__Collected data__:

-.-.-

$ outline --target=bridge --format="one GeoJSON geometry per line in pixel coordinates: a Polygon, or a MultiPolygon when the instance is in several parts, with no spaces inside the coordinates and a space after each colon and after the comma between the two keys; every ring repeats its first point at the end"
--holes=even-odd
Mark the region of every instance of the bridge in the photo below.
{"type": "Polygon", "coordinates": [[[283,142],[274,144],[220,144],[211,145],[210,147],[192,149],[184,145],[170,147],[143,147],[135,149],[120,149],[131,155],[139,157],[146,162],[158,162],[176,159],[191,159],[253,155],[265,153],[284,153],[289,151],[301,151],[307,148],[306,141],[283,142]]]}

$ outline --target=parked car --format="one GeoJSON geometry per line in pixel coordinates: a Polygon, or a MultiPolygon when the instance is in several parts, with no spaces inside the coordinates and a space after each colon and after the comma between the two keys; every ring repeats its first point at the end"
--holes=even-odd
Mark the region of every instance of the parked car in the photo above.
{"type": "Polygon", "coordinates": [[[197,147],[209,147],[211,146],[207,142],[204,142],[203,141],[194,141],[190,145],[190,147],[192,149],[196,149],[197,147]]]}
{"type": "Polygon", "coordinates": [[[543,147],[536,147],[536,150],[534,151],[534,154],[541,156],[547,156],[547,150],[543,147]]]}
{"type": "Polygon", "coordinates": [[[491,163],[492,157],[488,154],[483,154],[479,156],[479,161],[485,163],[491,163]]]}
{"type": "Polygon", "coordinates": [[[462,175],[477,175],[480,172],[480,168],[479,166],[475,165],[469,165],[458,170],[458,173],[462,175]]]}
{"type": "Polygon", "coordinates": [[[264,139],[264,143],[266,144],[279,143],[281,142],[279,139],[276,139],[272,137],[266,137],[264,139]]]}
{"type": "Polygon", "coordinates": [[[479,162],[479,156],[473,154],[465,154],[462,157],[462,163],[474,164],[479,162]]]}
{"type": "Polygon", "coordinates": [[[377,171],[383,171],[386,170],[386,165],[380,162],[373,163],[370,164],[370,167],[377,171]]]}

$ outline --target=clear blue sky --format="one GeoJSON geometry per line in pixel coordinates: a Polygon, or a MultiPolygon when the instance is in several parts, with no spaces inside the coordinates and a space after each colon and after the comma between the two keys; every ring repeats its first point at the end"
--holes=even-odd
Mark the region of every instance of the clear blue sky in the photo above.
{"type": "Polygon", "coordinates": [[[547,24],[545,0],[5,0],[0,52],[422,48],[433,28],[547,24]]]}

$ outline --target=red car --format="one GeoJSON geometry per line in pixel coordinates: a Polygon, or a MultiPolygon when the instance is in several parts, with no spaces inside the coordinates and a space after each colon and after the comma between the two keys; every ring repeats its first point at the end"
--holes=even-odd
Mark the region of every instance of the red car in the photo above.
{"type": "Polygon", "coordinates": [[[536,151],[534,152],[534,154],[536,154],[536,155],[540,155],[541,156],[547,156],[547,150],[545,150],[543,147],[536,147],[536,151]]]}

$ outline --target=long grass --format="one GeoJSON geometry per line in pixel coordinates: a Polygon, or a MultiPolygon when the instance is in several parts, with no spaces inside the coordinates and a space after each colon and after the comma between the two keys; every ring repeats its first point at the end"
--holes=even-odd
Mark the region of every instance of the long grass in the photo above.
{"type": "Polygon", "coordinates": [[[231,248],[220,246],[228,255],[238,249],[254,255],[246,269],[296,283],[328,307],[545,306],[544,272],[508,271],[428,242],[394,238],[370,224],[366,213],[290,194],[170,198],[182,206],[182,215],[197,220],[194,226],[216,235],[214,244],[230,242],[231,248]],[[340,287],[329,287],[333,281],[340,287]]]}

-.-.-

__Set exercise__: Reproduce the complete data exactly as presented above.

__Answer to the task__:
$ outline --target=bridge --format="one GeoJSON geometry per line in pixel coordinates: a Polygon, or a MultiPolygon when the instance is in several parts, with no spaces inside the coordinates and a space after each colon and after the comma between the two keys; every ring repeats its first point at the end"
--holes=even-odd
Mark the region of every instance of the bridge in the photo below.
{"type": "Polygon", "coordinates": [[[283,142],[274,144],[220,144],[211,145],[210,147],[192,149],[184,145],[170,147],[143,147],[135,149],[120,149],[131,155],[139,157],[146,162],[158,162],[176,159],[191,159],[253,155],[265,153],[284,153],[289,151],[301,151],[307,148],[306,141],[283,142]]]}

$ outline --target=parked car --format="one GeoJSON geometry per line in pixel coordinates: a Polygon, or a MultiPolygon when the instance is in several parts, with no spaces inside the coordinates and a space after each colon and after the comma between the two keys; every ring repeats its first point at the end"
--holes=even-odd
Mark the region of every instance of the parked car in the photo above.
{"type": "Polygon", "coordinates": [[[197,147],[209,147],[211,146],[207,142],[204,142],[203,141],[194,141],[190,145],[190,147],[192,149],[196,149],[197,147]]]}
{"type": "Polygon", "coordinates": [[[543,147],[536,147],[536,150],[534,151],[534,154],[541,156],[547,156],[547,150],[543,147]]]}
{"type": "Polygon", "coordinates": [[[491,163],[492,157],[488,154],[483,154],[479,156],[479,161],[485,163],[491,163]]]}
{"type": "Polygon", "coordinates": [[[462,175],[477,175],[480,172],[480,168],[479,166],[475,165],[469,165],[458,170],[458,173],[462,175]]]}
{"type": "Polygon", "coordinates": [[[264,139],[264,143],[266,144],[279,143],[281,142],[279,139],[276,139],[272,137],[266,137],[264,139]]]}
{"type": "Polygon", "coordinates": [[[479,162],[479,156],[473,154],[465,154],[462,157],[462,163],[474,164],[479,162]]]}
{"type": "Polygon", "coordinates": [[[377,171],[383,171],[386,170],[386,165],[380,162],[373,163],[370,164],[370,167],[377,171]]]}

$ outline --target=clear blue sky --format="one GeoJSON geometry per line in pixel coordinates: a Polygon, or a MultiPolygon when the instance is in several parts, with no spaces inside the coordinates and a space after each colon and after the comma between the two keys; every ring repeats its first point at the end"
--holes=even-odd
Mark the region of every instance of the clear blue sky in the photo above.
{"type": "Polygon", "coordinates": [[[547,24],[545,0],[5,0],[0,52],[422,48],[433,28],[547,24]]]}

$ outline --target=red car --format="one GeoJSON geometry per line in pixel coordinates: a Polygon, or a MultiPolygon when the instance is in several parts, with no spaces inside the coordinates and a space after each colon and after the comma between the two keys; every ring repeats its first point at the end"
--holes=even-odd
Mark the region of every instance of the red car in the photo above.
{"type": "Polygon", "coordinates": [[[536,151],[534,152],[534,154],[536,154],[536,155],[540,155],[541,156],[547,156],[547,150],[545,150],[543,147],[536,147],[536,151]]]}

$ outline --target=long grass --format="one GeoJSON geometry per line in pixel coordinates: a Polygon, or a MultiPolygon when the instance is in several parts, with no spaces inside the coordinates and a space after each colon and after the comma between the two keys; every ring repeats its first point at the end"
--holes=even-odd
Mark the region of every instance of the long grass in the photo above.
{"type": "Polygon", "coordinates": [[[231,248],[220,246],[228,255],[238,249],[254,255],[246,269],[296,283],[328,307],[545,306],[544,272],[508,271],[428,242],[394,238],[370,224],[366,213],[290,194],[170,198],[182,206],[182,215],[197,220],[194,226],[216,235],[214,244],[230,242],[231,248]],[[340,287],[329,287],[333,281],[340,287]]]}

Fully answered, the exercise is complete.